▶ **Task item**: Output each line from the one that contains "Query: gray cloud layer" to the final line of the data below, exactly, and include nothing else.

[Dataset entries]

++++++++++

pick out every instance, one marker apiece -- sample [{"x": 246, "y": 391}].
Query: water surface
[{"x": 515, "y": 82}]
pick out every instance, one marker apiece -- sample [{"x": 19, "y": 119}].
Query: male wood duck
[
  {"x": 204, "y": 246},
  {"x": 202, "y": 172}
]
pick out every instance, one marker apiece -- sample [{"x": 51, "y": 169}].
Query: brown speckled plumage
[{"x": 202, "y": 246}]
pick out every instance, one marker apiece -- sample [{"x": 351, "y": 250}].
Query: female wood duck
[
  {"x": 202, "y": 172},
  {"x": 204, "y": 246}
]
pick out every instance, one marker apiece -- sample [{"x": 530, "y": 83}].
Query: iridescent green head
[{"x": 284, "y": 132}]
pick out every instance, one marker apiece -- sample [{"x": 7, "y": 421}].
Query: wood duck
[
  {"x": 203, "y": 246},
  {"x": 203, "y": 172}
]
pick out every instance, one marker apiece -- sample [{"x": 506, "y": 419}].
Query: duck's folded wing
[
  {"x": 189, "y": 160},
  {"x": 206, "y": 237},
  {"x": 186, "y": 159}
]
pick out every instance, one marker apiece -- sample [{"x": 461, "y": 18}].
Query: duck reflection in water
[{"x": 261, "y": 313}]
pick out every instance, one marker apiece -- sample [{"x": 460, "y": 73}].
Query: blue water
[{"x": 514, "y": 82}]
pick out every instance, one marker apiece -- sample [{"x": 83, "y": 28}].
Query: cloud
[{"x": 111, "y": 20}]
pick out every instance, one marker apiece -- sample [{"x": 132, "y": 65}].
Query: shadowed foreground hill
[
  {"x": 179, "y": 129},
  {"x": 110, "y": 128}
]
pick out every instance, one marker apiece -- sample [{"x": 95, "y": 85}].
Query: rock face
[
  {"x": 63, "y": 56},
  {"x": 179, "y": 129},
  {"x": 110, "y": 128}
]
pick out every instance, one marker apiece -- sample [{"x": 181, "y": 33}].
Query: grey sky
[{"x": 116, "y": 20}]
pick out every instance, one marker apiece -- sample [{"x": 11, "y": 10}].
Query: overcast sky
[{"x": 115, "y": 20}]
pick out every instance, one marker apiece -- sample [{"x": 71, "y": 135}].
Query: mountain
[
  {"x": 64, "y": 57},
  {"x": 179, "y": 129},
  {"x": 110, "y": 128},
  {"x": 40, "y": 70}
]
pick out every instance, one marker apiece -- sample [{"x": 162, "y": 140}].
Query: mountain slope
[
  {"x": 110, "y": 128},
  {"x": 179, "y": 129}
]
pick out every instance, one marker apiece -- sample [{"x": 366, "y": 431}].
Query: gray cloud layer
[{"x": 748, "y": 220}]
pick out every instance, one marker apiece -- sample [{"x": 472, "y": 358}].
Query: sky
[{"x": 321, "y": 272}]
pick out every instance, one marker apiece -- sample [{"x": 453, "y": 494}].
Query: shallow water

++++++++++

▶ **The answer**:
Query: gray cloud layer
[{"x": 748, "y": 220}]
pick out every instance, one marker apiece -- sample [{"x": 472, "y": 358}].
Query: sky
[{"x": 321, "y": 272}]
pick out every instance, one marker apiece -- sample [{"x": 453, "y": 494}].
Query: shallow water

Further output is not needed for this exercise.